**Items:**

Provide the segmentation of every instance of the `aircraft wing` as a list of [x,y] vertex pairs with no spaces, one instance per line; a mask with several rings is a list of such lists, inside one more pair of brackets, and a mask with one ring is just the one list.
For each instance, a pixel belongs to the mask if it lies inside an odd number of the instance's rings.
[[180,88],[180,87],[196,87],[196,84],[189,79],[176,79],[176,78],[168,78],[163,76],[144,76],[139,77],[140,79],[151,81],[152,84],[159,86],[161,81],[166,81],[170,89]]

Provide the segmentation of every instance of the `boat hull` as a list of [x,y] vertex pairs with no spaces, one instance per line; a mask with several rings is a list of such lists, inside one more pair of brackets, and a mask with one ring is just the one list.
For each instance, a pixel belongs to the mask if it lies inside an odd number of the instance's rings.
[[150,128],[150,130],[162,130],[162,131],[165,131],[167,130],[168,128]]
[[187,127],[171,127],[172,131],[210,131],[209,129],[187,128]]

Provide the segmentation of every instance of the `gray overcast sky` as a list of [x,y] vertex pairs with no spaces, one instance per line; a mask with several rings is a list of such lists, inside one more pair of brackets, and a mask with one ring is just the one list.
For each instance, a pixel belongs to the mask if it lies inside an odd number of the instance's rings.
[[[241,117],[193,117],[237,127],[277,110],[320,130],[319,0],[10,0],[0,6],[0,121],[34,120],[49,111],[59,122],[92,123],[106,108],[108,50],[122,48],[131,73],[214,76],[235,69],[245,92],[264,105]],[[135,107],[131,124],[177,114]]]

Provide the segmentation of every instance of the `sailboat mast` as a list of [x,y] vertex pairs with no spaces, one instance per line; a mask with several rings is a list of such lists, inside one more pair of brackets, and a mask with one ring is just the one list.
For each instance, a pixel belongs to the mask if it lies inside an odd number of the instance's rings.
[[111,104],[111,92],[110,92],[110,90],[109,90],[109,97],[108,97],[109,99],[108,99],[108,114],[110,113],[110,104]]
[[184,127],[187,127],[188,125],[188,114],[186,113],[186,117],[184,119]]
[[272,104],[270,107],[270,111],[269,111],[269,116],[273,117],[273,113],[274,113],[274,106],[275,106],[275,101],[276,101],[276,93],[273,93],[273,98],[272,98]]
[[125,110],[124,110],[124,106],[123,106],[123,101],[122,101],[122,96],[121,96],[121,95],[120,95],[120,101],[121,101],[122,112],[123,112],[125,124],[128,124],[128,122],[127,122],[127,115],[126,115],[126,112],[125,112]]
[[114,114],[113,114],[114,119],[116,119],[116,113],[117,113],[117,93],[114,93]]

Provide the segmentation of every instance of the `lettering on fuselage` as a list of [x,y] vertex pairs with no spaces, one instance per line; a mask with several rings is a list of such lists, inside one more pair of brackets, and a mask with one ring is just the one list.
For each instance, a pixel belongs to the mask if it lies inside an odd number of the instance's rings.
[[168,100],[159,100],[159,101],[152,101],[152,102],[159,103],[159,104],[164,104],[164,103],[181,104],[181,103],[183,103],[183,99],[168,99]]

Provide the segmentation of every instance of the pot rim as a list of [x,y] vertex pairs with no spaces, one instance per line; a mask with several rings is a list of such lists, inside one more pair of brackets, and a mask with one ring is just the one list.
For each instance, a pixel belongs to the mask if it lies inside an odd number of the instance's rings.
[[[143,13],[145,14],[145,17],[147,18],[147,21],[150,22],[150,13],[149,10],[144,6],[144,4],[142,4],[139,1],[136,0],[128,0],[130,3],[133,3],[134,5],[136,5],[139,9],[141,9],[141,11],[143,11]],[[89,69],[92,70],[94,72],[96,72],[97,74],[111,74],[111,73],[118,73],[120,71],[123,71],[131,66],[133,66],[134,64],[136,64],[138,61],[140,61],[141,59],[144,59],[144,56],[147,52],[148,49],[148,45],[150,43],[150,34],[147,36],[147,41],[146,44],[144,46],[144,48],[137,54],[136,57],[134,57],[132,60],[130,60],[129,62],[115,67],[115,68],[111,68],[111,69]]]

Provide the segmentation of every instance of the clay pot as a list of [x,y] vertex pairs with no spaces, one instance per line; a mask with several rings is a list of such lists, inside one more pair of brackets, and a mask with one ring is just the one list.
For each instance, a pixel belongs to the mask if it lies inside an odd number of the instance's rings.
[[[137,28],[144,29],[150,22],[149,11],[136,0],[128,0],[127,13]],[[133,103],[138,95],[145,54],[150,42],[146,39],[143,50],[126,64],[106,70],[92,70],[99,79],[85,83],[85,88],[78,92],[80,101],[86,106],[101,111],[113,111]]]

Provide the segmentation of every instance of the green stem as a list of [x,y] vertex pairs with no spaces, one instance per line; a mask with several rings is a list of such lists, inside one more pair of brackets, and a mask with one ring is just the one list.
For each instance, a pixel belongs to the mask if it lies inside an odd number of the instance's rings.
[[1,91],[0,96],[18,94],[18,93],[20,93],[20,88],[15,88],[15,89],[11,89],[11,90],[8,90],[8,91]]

**Stated task:**
Transcribe each record exactly. Leave nothing out.

**Output of the task:**
Provide the segmentation of every instance of the `aircraft wing` as a list of [x,y] vertex pairs with no spaces, one instance per line; a mask with several rings is a list of such lists, inside one more pair of brackets, and a mask with one ring is just the one list.
For each instance, a pixel belongs to the mask if it lies inside an odd number of the instance's rings.
[[180,88],[180,87],[196,87],[196,84],[189,79],[176,79],[176,78],[168,78],[163,76],[144,76],[139,77],[140,79],[151,81],[152,84],[159,86],[161,81],[166,81],[170,89]]

Provide the segmentation of every instance of the `boat hull` as a list of [x,y] vertex pairs with no spaces, one instance per line; a mask with several rings is a list of such lists, inside one more pair of brackets, and a mask with one ring is just the one list.
For each instance, a pixel belongs to the mask if it lies inside an odd number of the instance's rings.
[[150,128],[150,130],[162,130],[162,131],[165,131],[167,130],[168,128]]
[[187,127],[171,127],[172,131],[210,131],[209,129],[187,128]]

Provide the segmentation of every instance of the `gray overcast sky` as a list of [x,y] vertex pairs with no spaces, one instance per line; a mask with several rings is a list of such lists, inside one more pair of brackets, and a mask with one ring is just the one list.
For each instance, a pixel belongs to the mask if it lies inside an odd number of the instance's rings.
[[[241,117],[193,117],[237,127],[277,110],[320,130],[319,0],[10,0],[0,6],[0,121],[34,120],[49,111],[59,122],[92,123],[106,108],[108,50],[122,48],[131,73],[214,76],[235,69],[245,92],[264,105]],[[135,107],[131,124],[177,114]]]

Provide the segmentation of every instance of the `sailboat mast` as a list of [x,y] vertex pairs with no spaces, one instance per line; a mask with several rings is a list of such lists, inside one more pair of brackets, and a mask with one ring is just the one list.
For each instance, a pixel belongs to the mask if it lies inside an odd number of the instance's rings.
[[111,104],[111,92],[110,92],[110,90],[109,90],[109,97],[108,97],[109,99],[108,99],[108,114],[110,113],[110,104]]
[[184,127],[187,127],[188,125],[188,114],[186,113],[186,117],[184,119]]
[[272,104],[270,107],[270,111],[269,111],[269,116],[273,117],[273,113],[274,113],[274,106],[275,106],[275,101],[276,101],[276,93],[273,93],[273,98],[272,98]]
[[125,110],[124,110],[124,106],[123,106],[123,101],[122,101],[122,96],[121,96],[121,95],[120,95],[120,101],[121,101],[122,112],[123,112],[125,124],[128,124],[128,122],[127,122],[127,115],[126,115],[126,112],[125,112]]
[[114,114],[113,114],[114,119],[116,119],[116,113],[117,113],[117,93],[114,93]]

Provide the segmentation of every instance of the `lettering on fuselage` as a list of [x,y] vertex pairs with no spaces, one instance per line; a mask with several rings is a list of such lists, inside one more pair of brackets, and a mask with one ring is just the one list.
For each instance, a pixel belongs to the mask if it lies inside an odd number of the instance's rings.
[[168,100],[159,100],[159,101],[152,101],[152,102],[159,103],[159,104],[164,104],[164,103],[181,104],[181,103],[183,103],[183,99],[168,99]]

Provide the segmentation of every instance of the pot rim as a list of [x,y] vertex pairs with no spaces, one instance per line; a mask with several rings is a list of such lists, inside one more pair of brackets, and a mask with one ring is just the one list.
For each instance, a pixel belongs to the mask if it lies inside an odd number of the instance's rings.
[[[143,13],[145,14],[145,17],[147,18],[147,21],[150,22],[150,13],[149,10],[144,6],[144,4],[142,4],[139,1],[136,0],[128,0],[130,3],[133,3],[134,5],[136,5],[139,9],[141,9],[141,11],[143,11]],[[89,69],[92,70],[94,72],[96,72],[97,74],[111,74],[111,73],[118,73],[120,71],[123,71],[131,66],[133,66],[134,64],[136,64],[138,61],[140,61],[141,59],[144,59],[144,56],[147,52],[148,49],[148,45],[150,43],[150,34],[147,36],[147,41],[146,44],[144,46],[144,48],[137,54],[136,57],[134,57],[132,60],[130,60],[129,62],[115,67],[115,68],[111,68],[111,69]]]

Provide the segmentation of every instance of the clay pot as a list of [x,y] vertex pairs with no spaces, one instance per line; a mask with several rings is a list of such lists, inside one more pair of brackets, and a mask with one ring is just the one list.
For each instance, a pixel belongs to the mask if it lies inside an odd number of the instance's rings.
[[[137,28],[144,29],[150,22],[149,11],[136,0],[128,0],[127,13]],[[133,103],[138,95],[145,54],[150,42],[146,39],[143,50],[126,64],[106,70],[92,70],[99,79],[85,83],[85,88],[78,92],[80,101],[86,106],[101,111],[113,111]]]

Provide the segmentation of every instance of the green stem as a list of [x,y] vertex pairs with no spaces, one instance per line; a mask with several rings is a list of such lists, inside one more pair of brackets, and a mask with one ring is just the one list.
For each instance, a pixel belongs to the mask if it lies inside an odd number of the instance's rings.
[[1,91],[0,96],[18,94],[18,93],[20,93],[20,88],[15,88],[15,89],[11,89],[11,90],[8,90],[8,91]]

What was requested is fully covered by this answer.